| Yang Akan Dikerjakan |
Kutip tanpa mengubah satu kata pun bagian bacaan tentang perjalanan ke Kelimutu di bawah, yang dimulai dengan "Hari ini mau" dan berlanjut hingga "jika ada sinyal.".

| Kutipan Bacaan |
>>>>>

Lepas dari imajinasi maupun mitos yang ada, keberadaan ciptaan ajaib ini benar benar nyata. Danau tiga warna ini harus dikunjungi oleh anda dan juga saya. Dan karena sampai saat ini belum pernah berkunjung ke sana, mencuri waktu di luar kesibukan pun bolehlah.
 ..........
 ''Berkas kamu masih diperiksa,'' begitu kata rekan pekerja Area Flores Bagian Timur di Maumere ketika saya cek, pertanda kalau dokumen lima rangkap plus satu bundel kontrak untuk Site Adonara masih menunggu diproses. Yup, urusan bisnis saya tinggalkan dulu sementara.
Hari ini mau ke mana? Gramedia sering. Ke bukit Nilo sudah, ke Penerbit Ledalero kapan-kapanlah. Yang belum nih Kelimutu!
Di mana ada sinyal, di situ ada jalan. Begitu kata pepatah ala google map. Jadi tidak perlu sering-sering pakai fasilitas GPS (Gunakan Penduduk Setempat) yaitu tanya-tanya kalau nyasar sebab nama dan arah jalan ke tiap destinasi sudah lengkap tercantum di layar ponsel. Hanya jika ada sinyal.
Start dari Maumere pukul sepuluh pagi, pukul satu kurang lima belas saya sudah tiba di lokasi. Sebelumnya tadi di Moni tampak turis-turis bule bergerombol di sebuah cafe. Cafe lain yang juga menjamur tampak sepi saja sebab bulan-bulan ini bukan bulan kunjungan yang ramai. Para bule ini memang selalu ada setiap tahun sejak danau triwarna Kelimutu dipopulerkan ke dunia oleh orang Belanda bernama Van Such Telen pada tahun 1915. Oh ya, saya baru dapat informasi kalau waktu kunjungan saat ini kurang tepat. Kunjungan akan ramai di bulan Juni sampai September nanti. Begitu kata teman serombongan yang bertindak sebagai guide.
Di loket kami membayar 5000 untuk pengunjung dan 5000 untuk kendaraan sesuai tertera pada karcis masuk. Dari catatan pada buku tamu saya akhirnya tahu bahwa baru ada satu rombongan pengunjung hari itu yang mendahului kami.

<<<<<

| Cuplikan Data |
>>>>>

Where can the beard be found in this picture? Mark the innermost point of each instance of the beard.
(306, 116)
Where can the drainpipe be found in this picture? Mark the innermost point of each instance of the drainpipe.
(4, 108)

<<<<<

| Jawaban Latihan |
Hari ini mau ke mana? Gramedia sering. Ke bukit Nilo sudah, ke Penerbit Ledalero kapan-kapanlah. Yang belum nih Kelimutu!
Di mana ada sinyal, di situ ada jalan. Begitu kata pepatah ala google map. Jadi tidak perlu sering-sering pakai fasilitas GPS (Gunakan Penduduk Setempat) yaitu tanya-tanya kalau nyasar sebab nama dan arah jalan ke tiap destinasi sudah lengkap tercantum di layar ponsel. Hanya jika ada sinyal.